:: DOCUMENT

[Aptitude-devel] Design notes on producing better (or at least more predictable) resolver results.
dburrows at debian.org
Mon Feb 16 04:26:57 UTC 2009
On Sat, Feb 14, 2009 at 08:35:54AM -0800, Daniel Burrows <dburrows at debian.org> was heard to say:
> But in fact, I have trouble thinking of any situation where it is
> reasonable to prefer removals to installs, and I can't think of *any*
> situation where it is *un*reasonable to prefer installs to removals
> (even if it's not what the user wants, at least it doesn't make them go
> "WTF!?!"). And I've finally thought of a clean, simple, easy mechanism
> that will provide the desired predictability, while also allowing some
> elegant optimizations that should defuse the worries I had about the
> performance impacts of going down this road. I'm still not sure whether
> the semantics are right, which is part of why I'm writing this list.
So, I have come across one case where this is wrong. Fully replacing
a package under Policy 7.6.2 should be considered a "safe" operation,
and it's tricky to get right under this proposed design.
Say we have two packages, "Old" and "New", and "New" replaces "Old".
Consider the following cases:
(1) Both "Old" and "New" are installed. In this case, we can simply
say that removing "Old" is still considered to be on the "safe"

::::

**TASK SET**
1) According to the resolver design post, under which policy section should fully replacing a package be considered a "safe" operation?
2) List every adjective the resolver design post's quoted passage uses to describe the mechanism that was finally thought of.

:: RECORDED DATA

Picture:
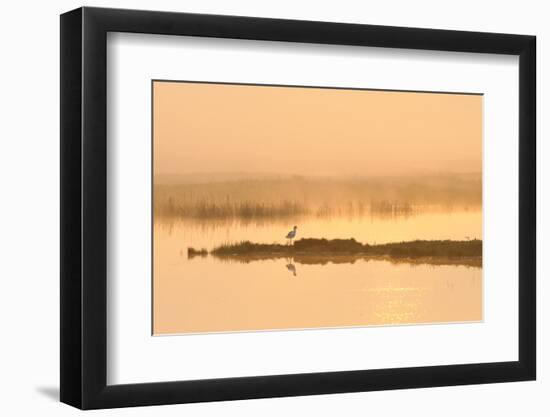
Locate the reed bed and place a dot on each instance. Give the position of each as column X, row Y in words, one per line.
column 293, row 197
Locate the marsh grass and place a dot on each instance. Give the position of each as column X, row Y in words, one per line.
column 416, row 248
column 295, row 197
column 439, row 252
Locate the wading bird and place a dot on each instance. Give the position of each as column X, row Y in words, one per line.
column 291, row 234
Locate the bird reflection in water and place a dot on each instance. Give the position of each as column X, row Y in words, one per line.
column 291, row 267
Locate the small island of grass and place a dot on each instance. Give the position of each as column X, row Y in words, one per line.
column 439, row 252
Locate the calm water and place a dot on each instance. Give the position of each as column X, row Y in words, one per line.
column 205, row 294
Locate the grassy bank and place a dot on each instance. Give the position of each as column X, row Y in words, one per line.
column 293, row 197
column 467, row 252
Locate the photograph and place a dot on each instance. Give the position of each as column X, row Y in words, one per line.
column 301, row 207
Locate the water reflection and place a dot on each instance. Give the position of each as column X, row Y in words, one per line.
column 291, row 267
column 200, row 293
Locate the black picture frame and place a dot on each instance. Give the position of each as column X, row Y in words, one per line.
column 84, row 207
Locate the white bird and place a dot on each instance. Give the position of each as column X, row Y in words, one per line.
column 291, row 234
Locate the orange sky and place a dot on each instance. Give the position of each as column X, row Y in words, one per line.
column 216, row 128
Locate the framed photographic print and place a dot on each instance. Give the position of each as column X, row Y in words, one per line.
column 257, row 207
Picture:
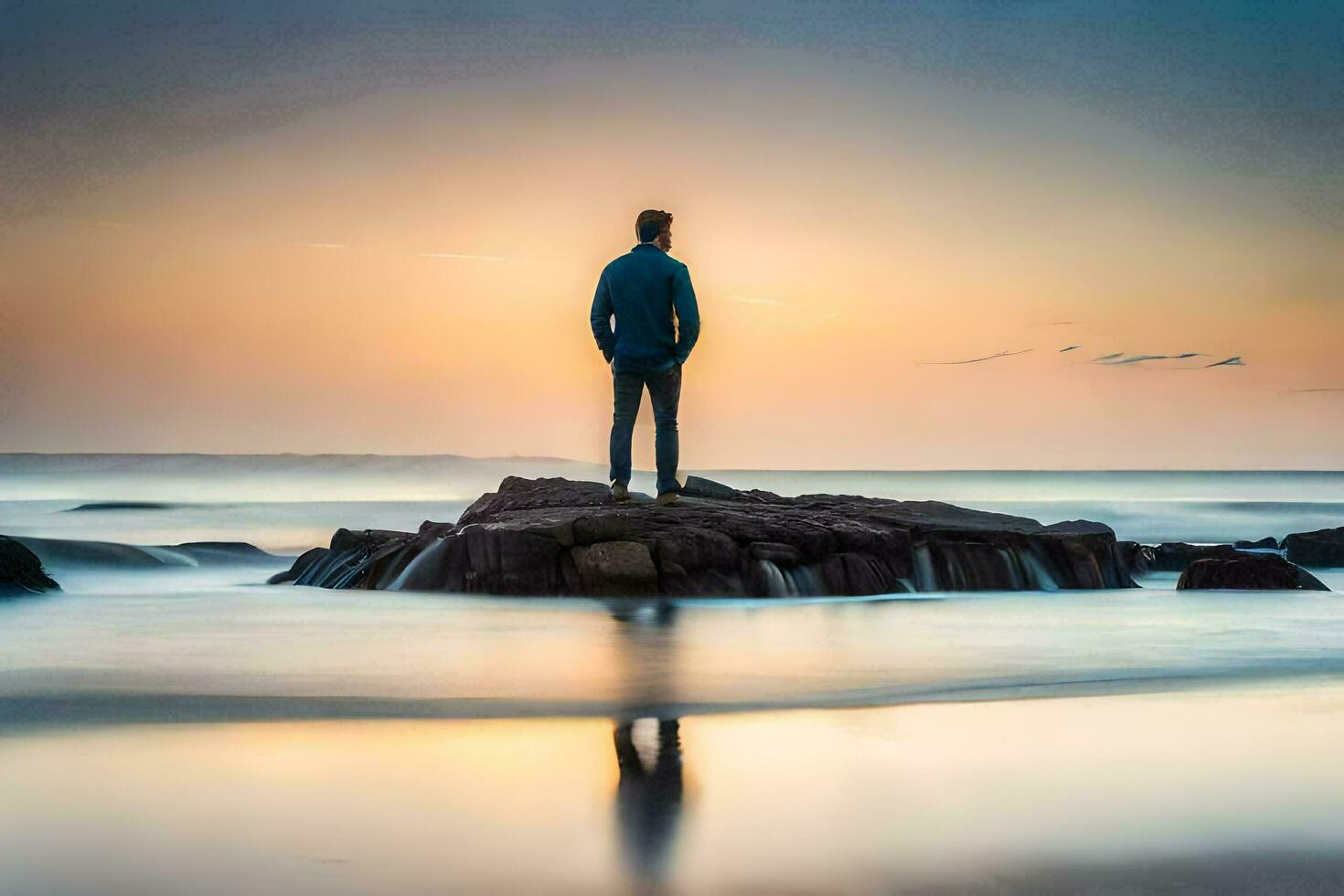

::::

**SOLVED PROBLEMS**
1) Policy 7.6.2

2) clean, simple, easy